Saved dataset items
--- --- ---

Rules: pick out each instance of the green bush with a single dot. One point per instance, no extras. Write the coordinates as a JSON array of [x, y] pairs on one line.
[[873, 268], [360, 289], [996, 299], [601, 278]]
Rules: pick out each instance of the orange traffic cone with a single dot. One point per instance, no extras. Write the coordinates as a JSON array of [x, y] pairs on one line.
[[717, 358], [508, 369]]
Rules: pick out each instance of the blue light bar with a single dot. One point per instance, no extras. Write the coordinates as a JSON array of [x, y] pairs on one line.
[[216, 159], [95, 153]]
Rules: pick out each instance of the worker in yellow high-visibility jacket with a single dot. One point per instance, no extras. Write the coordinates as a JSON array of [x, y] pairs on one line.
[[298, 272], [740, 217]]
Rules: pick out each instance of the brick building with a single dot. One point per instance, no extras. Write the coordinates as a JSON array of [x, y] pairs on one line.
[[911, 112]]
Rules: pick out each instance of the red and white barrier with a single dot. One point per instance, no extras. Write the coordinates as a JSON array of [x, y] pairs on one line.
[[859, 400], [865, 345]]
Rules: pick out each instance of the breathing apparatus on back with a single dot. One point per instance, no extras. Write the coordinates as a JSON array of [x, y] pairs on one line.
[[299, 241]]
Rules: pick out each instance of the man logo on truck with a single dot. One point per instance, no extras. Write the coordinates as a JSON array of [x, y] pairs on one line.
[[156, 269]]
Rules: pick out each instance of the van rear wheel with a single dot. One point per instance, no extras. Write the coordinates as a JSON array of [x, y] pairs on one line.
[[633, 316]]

--- --- ---

EXERCISE BRIEF → Express the entries above, from the first line through the line containing "[[873, 268], [360, 289], [996, 299], [601, 278]]", as a JSON list of strings with one string per line. Leave out any blank lines.

RESPONSE →
[
  "Rules: pick out each instance of the green bush with a single dot. One point per instance, no extras. Write the coordinates as a JSON array of [x, y] pairs on one line.",
  "[[873, 268], [360, 289], [996, 299], [601, 278]]"
]